Data for the task below:
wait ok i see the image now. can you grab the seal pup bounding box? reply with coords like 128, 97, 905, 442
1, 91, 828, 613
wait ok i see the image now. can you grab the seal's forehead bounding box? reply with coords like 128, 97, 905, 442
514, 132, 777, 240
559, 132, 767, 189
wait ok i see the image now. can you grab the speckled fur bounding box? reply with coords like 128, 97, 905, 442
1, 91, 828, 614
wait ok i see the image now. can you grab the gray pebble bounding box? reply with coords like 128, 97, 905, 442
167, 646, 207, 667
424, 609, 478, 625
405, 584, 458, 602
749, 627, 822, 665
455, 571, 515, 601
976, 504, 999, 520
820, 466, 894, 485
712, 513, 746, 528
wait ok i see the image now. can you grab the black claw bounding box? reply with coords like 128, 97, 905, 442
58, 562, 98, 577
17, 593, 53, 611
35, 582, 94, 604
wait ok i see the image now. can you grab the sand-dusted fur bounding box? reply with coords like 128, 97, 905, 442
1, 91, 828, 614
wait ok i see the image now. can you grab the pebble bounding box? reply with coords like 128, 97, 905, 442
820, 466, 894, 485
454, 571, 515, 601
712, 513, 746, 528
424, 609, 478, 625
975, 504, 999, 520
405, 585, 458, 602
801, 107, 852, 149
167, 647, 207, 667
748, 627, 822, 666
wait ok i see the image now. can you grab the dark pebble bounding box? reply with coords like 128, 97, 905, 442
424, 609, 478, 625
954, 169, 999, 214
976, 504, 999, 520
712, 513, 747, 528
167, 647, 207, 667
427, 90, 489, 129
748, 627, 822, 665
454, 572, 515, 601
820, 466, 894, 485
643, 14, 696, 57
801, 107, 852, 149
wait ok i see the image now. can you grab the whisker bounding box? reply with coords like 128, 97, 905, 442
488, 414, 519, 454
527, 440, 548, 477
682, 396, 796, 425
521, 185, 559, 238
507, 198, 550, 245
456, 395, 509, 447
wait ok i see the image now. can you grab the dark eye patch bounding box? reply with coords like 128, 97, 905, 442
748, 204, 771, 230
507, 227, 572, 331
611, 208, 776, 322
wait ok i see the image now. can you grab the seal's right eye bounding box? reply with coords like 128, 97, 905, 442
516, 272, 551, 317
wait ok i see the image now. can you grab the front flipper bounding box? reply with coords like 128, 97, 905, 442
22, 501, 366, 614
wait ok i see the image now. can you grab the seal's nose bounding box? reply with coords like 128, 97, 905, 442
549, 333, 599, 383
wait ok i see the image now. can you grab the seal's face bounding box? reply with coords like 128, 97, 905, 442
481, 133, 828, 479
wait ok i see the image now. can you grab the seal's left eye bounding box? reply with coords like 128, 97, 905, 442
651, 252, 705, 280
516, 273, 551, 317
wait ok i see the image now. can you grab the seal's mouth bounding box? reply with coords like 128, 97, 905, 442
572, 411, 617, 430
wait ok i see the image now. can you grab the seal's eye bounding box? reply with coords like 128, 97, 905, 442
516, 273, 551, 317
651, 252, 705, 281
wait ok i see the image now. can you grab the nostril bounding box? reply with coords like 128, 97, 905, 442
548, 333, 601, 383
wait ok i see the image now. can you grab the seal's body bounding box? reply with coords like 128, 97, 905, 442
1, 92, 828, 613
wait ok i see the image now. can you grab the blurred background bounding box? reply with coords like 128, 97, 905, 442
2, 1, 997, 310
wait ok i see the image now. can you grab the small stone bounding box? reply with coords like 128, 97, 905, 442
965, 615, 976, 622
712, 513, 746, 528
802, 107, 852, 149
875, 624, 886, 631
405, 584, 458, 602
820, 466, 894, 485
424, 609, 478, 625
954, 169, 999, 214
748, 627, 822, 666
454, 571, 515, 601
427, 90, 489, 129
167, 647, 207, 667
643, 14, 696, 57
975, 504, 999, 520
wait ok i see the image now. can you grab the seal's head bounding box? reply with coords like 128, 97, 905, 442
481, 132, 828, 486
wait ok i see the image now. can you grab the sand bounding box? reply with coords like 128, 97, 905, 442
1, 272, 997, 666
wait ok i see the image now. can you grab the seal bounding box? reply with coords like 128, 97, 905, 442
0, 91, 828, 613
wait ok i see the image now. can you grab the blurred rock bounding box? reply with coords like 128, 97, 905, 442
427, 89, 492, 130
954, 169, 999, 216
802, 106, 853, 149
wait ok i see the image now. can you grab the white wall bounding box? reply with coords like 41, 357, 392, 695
End of Data for the task.
:: Activity ::
Would you write out all the records exactly as they read?

:: Written answer ::
wait ok i see the image now. can you grab the seal pup bounding box? reply with coords like 128, 97, 905, 442
1, 91, 828, 613
wait ok i see the image now. can you grab the seal's forehead bounding box? reply with coords like 128, 97, 905, 442
514, 132, 777, 240
559, 132, 767, 189
wait ok i see the image now. can you grab the speckled fur bounding box? reply with coords like 128, 97, 905, 442
1, 91, 828, 614
wait ok i see the image now. can you grab the gray pebble bounding box? reply with coords like 128, 97, 905, 442
167, 646, 207, 667
424, 609, 478, 625
405, 584, 458, 602
749, 627, 822, 665
455, 571, 515, 601
976, 504, 999, 520
820, 466, 894, 485
712, 513, 746, 528
wait ok i see the image now. can you grab the black claw bounding box? reply with coords like 128, 97, 905, 442
58, 562, 98, 577
17, 593, 53, 611
35, 582, 94, 604
wait ok i see the image now. can you grab the sand-dusted fur bounding box? reply with coords like 128, 97, 905, 442
1, 91, 828, 614
wait ok i see the image now. can you grab the pebble bounding box? reply with coords like 128, 97, 905, 442
820, 466, 894, 485
454, 571, 515, 601
712, 513, 746, 528
424, 609, 478, 625
975, 504, 999, 520
405, 585, 458, 602
801, 107, 852, 149
167, 647, 207, 667
748, 627, 822, 666
wait ok i see the image now. can you grab the dark pebble bounding box? reply with coords like 128, 97, 905, 442
424, 609, 478, 625
954, 169, 999, 214
976, 504, 999, 520
712, 513, 747, 528
167, 647, 207, 667
427, 90, 489, 129
748, 627, 822, 665
454, 572, 515, 601
820, 466, 894, 485
643, 14, 696, 57
801, 107, 852, 149
wait ok i see the image now. can you grab the whisker bounding box? reply with coords like 128, 97, 905, 442
488, 414, 519, 454
527, 440, 548, 477
682, 396, 796, 425
521, 185, 559, 238
507, 198, 550, 245
456, 395, 509, 447
wait ok i see the image now. can you grab the dark eye patch bounding box? reply with coords like 128, 97, 905, 442
748, 204, 771, 230
507, 227, 572, 331
611, 208, 776, 322
wait ok i see the image now. can you grab the seal's right eye bounding box? reply with coords like 128, 97, 905, 442
516, 272, 551, 317
wait ok i see the image now. can you grab the front flipper bounding box? reply with coords like 128, 97, 905, 442
22, 501, 366, 614
wait ok i see the image now. can you grab the seal's nose bounding box? reply with coords like 128, 97, 905, 442
549, 333, 599, 383
wait ok i see the image now. can you grab the seal's face bounding box? reply with coords like 128, 97, 905, 442
481, 133, 828, 479
wait ok i see the image now. can you grab the seal's left eye bounding box? reply with coords like 128, 97, 905, 442
651, 252, 705, 280
516, 273, 551, 317
wait ok i see the image now. can you grab the seal's mouth bounding box? reply with coords like 128, 97, 905, 442
572, 411, 617, 430
wait ok i see the image now. can you grab the seal's eye bounding box? reply with coords like 128, 97, 905, 442
516, 273, 551, 317
651, 252, 705, 281
wait ok i see the image now. can you grab the nostril bounding box? reply with coords like 128, 97, 905, 442
548, 333, 601, 383
wait ok i see the image now. can you grab the seal's body bounding box? reply with coords like 128, 97, 905, 442
1, 92, 828, 613
wait ok i see the image now. can you grab the blurred background bounding box? reply with coords like 128, 97, 905, 442
2, 1, 997, 310
wait ok i see the image now. can you grab the small stone bounding box? reply with coords like 128, 97, 905, 442
965, 615, 976, 622
712, 513, 746, 528
802, 107, 852, 149
875, 624, 886, 631
405, 584, 458, 602
820, 466, 894, 485
424, 609, 478, 625
954, 169, 999, 214
748, 627, 822, 666
454, 571, 515, 601
427, 90, 489, 129
167, 647, 207, 667
643, 14, 696, 57
975, 504, 999, 520
wait ok i see the image now. can you grab the seal's head bounding box? reply with coords like 128, 97, 905, 442
481, 132, 828, 486
wait ok i see the image now. can you grab the sand bounding box? reply with coords like 128, 97, 905, 442
1, 272, 997, 666
wait ok i see the image now. can you grab the seal bounding box? reply with coords like 128, 97, 905, 442
0, 91, 828, 613
wait ok i see the image now. can you grab the blurred rock bounding box? reply with coords like 128, 97, 905, 442
427, 89, 492, 130
954, 169, 999, 216
802, 106, 853, 149
wait ok i see the image now. can you grab the white wall bounding box? reply with coords like 41, 357, 392, 695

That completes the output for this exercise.